§ **AUFGABEN ZUR ÜBUNG**
**A)** Schreib aus dem Text über die Karpathen den Teil von „Auf große Strecken“ bis „Alpen weit nach.“ wortgetreu ab.
**B)** Zwischen welchen beiden Meeren bilden die Karpathen laut dem Text über die Karpathen die Wasserscheide?
**C)** Schreib den Text über die Karpathen nach seinem letzten Satz weiter.

§ **VORLIEGENDER TEXT**
========================================================================

Gegen die Nachbarländer fußen sie überall im Tiefland, von den Sudeten werden sie durch die Einsenkung bei Oderberg getrennt, und im Innern Ungarns grenzen ihre Ausläufer an die Donautiefebene. In diesem weiten Umfang sind die Karpathen, welche als zweites Hauptgebirge Europas die Wasserscheide zwischen der Ostsee und dem Schwarzen Meer bilden, nur ein geographischer Begriff. In Wirklichkeit bestehen sie aus mehreren orographisch und geologisch gesonderten Gruppen, die einerseits als fortlaufender Gebirgszug mit der höchsten Erhebung in der Mitte, anderseits aber als ausgedehntes Hochland auftreten.
Auf große Strecken steigen sie zwar bis über die Waldgrenze, allein nirgends bis zur Hochalpenhöhe auf, und mit ihren bedeutendsten Gipfeln in der Tátra und in Siebenbürgen erreichen sie nur 1200-2659 m. Bis zur Schneegrenze ragen nur einige Spitzen empor, und weil an den schroffen Felswänden größere Schneemassen sich nicht halten können, überdies auch die atmosphärischen Niederschläge gering sind, so kommen daselbst keine Gletscherbildungen vor, und bleibt der Schnee nur in den Schluchten liegen. Deshalb stehen auch die Karpathen trotz der großartigen Gebirgsnatur und trotz vieler wildpittoresker Felsthäler den Alpen weit nach.
[Thäler, Flußsysteme, Pässe.]
Man findet wegen der konzentrischen Bildung vieler Gebirgsketten nur sporadisch jene bedeutenden Längenthäler, deren Entwickelung in den Alpen die Kommunikationen so wesentlich begünstigt, und die in den östlichen Karpathen ganz fehlen. Desto häufiger sind die Querthäler. Gegen Galizien zu sind die Karpathenthäler infolge des jähen Abfalls der Gebirge viel kürzer als in Ungarn, wo sie sich mit ihren breiten, kultivierten Thalsohlen in die Ebene verlaufen.
Die Wasserscheide zwischen Donau, Weichsel und Dnjestr fällt in den Karpathen mit dem bogenförmigen Kamm des Sandsteingebirges zusammen, und dieser wird nur im N. der Tátra vom Dunajec und Poprád unterbrochen. Aus dem weiten Karpathengebiet strömen überall zahlreiche ansehnliche Gewässer den genannten drei Hauptflüssen zu, von denen die Donau alle Flüsse aus den ungarischen Thälern, die Weichsel, der Dnjestr und Pruth hingegen jene aus den galizischen Thälern aufnehmen.

========================================================================

§ **AUSGELESENE DATEN**

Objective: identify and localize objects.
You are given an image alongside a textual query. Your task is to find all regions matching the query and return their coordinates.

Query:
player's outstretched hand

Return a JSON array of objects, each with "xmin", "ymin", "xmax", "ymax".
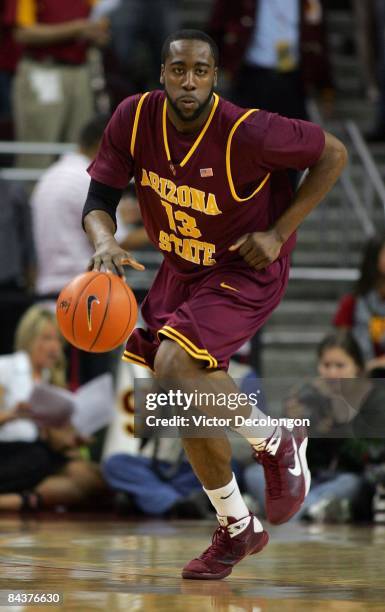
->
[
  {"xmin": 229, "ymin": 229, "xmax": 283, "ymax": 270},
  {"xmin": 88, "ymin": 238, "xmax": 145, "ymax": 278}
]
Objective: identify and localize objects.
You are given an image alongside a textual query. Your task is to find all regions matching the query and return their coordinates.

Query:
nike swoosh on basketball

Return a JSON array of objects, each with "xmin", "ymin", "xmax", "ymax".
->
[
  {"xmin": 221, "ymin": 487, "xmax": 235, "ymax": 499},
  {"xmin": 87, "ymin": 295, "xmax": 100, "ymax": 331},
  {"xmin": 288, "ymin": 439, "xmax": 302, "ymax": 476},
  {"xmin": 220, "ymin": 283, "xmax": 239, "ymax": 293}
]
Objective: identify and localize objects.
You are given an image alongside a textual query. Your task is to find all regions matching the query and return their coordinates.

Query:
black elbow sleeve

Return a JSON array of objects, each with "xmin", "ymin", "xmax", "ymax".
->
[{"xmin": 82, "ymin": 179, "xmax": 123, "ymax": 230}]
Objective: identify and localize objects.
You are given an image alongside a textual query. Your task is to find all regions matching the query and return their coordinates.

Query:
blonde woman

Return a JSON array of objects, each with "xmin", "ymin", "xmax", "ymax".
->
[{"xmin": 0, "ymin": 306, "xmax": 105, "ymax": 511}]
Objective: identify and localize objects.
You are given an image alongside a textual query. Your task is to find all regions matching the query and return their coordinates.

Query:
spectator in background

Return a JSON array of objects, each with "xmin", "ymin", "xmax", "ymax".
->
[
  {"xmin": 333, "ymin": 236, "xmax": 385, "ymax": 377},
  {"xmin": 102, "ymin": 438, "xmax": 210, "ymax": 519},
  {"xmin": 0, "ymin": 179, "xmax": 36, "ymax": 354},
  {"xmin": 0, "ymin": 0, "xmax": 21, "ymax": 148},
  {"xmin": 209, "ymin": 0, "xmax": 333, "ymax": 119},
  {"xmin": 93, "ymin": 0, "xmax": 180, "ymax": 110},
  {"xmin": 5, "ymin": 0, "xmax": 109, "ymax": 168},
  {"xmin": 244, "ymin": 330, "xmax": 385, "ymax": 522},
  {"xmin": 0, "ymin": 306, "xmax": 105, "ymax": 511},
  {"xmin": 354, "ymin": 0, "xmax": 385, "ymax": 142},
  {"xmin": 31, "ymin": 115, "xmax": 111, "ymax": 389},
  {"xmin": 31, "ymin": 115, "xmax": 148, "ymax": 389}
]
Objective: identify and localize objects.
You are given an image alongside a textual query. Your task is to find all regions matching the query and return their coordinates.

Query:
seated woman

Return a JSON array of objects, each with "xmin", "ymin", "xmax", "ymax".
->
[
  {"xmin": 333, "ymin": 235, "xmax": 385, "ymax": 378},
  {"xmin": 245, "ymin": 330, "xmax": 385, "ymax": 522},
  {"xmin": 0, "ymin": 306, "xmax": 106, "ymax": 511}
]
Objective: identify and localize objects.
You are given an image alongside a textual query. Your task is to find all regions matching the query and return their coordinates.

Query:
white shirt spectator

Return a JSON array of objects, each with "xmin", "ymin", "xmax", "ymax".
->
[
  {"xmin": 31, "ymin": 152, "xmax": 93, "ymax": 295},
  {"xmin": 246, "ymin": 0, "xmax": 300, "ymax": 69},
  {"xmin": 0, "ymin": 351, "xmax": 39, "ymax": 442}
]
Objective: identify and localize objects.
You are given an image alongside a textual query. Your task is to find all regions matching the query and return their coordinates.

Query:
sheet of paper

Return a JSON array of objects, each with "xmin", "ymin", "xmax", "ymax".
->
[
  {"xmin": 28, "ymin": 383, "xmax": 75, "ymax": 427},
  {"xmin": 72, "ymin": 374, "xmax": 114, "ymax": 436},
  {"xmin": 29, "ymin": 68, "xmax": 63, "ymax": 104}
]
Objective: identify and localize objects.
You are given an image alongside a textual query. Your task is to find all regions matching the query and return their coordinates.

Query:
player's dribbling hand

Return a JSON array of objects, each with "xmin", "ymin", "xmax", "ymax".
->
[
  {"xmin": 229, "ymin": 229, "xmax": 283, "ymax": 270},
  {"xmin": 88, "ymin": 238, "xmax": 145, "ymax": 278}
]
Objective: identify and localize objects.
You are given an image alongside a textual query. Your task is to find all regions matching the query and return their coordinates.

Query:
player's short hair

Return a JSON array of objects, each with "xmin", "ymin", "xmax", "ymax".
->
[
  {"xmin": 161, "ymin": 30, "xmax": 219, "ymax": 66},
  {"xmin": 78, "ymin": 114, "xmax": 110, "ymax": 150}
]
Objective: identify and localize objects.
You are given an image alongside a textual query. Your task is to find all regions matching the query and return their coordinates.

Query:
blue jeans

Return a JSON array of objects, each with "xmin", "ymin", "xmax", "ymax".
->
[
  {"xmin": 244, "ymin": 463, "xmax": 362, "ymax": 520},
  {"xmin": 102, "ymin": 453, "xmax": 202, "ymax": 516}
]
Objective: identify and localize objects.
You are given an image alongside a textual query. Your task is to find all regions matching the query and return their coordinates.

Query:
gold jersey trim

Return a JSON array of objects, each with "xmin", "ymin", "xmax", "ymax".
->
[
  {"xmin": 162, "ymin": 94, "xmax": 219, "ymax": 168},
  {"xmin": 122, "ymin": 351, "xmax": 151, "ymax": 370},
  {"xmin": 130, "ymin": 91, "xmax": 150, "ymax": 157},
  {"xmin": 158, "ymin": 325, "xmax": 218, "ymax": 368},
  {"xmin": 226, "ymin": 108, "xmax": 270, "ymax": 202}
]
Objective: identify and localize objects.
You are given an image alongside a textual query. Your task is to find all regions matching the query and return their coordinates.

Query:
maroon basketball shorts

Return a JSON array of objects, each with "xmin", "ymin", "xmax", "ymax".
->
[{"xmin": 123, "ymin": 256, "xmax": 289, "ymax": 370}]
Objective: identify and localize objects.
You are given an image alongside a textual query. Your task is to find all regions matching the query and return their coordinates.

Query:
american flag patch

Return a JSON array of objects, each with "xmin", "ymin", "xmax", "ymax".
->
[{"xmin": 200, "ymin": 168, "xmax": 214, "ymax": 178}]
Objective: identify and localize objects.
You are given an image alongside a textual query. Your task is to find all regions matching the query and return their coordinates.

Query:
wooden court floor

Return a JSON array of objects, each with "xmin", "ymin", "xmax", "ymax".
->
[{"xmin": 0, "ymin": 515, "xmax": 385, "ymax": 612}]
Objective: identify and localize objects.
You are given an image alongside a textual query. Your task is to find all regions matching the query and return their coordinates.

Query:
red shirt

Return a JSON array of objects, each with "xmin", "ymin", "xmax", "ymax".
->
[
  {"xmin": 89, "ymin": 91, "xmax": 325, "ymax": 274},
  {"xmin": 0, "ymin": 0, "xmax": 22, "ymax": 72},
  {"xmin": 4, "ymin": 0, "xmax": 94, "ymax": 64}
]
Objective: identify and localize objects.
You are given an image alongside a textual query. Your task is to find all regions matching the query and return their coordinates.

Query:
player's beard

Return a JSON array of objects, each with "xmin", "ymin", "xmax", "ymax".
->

========================================================================

§ **LÖSUNGEN ZUR ÜBUNG**
**A)**
Auf große Strecken steigen sie zwar bis über die Waldgrenze, allein nirgends bis zur Hochalpenhöhe auf, und mit ihren bedeutendsten Gipfeln in der Tátra und in Siebenbürgen erreichen sie nur 1200-2659 m. Bis zur Schneegrenze ragen nur einige Spitzen empor, und weil an den schroffen Felswänden größere Schneemassen sich nicht halten können, überdies auch die atmosphärischen Niederschläge gering sind, so kommen daselbst keine Gletscherbildungen vor, und bleibt der Schnee nur in den Schluchten liegen. Deshalb stehen auch die Karpathen trotz der großartigen Gebirgsnatur und trotz vieler wildpittoresker Felsthäler den Alpen weit nach.

**B)** Zwischen der Ostsee und dem Schwarzen Meer.

**C)**
Die wichtigsten Thäler sind: in den eigentlichen Karpathen das Waag-, Neutra-, Gran- und Eipelthal, welche sich gegen die Donau öffnen;
im Theißgebiet die Thäler der Theiß, des Sajó und Hernád;
im N. das Weichsel-, Dunajec-, Poprád-, San-, Dnjestr- und Pruththal;
im siebenbürgischen Hochland die Thäler der Maros, Aluta und des Sereth mit seinen rechten Zuflüssen.
Die westlichen Karpathen sind reich an bequemen Pässen, die sich im O. und SO. seltener vorfinden. Von Natur aus fast unwegsam sind nur das Gebiet der Hochkarpathen und der östliche Gebirgsrücken zwischen Galizien und Ungarn. Die wichtigsten Übergänge sind: im W. die Pässe Hrozinkau (435 m), Wlara (420 m) und Lissa nordwestlich von Trentschin, der Jablunkapaß (601 m), durch den die Kaschau-Oderberger Bahn von Schlesien nach Ungarn eintritt, der Jordanowpaß (802 m) im N. der Tátra und der Durchlaß für die Tarnow-Leluchower Bahn am Poprád;
in den Zentralkarpathen die Kunststraßen von Neumarkt nach Käsmark und über die Kralowa Hora;
in den Ostkarpathen der Duklapaß, der Durchlaß für die Ungarisch-Galizische Bahn an der Laborcza sowie die Pässe Uszok, Vereczke an der Latorcza und Körösmezö an der Schwarzen Theiß (1037 m);
endlich in Siebenbürgen die Pässe Radna (959 m), Borgo Prund (1196 m), Tölgyes, Gyimes, Uz und Oitoz im Ostrand, Bodza, Tömös oder Predeal (1028 m), Törzburg, der tiefe und lange Engpaß am Rotenturm (352 m) und Vulkan (944 m) im S. sowie Teregova und das Eiserne Thor in der Südwestecke Siebenbürgens.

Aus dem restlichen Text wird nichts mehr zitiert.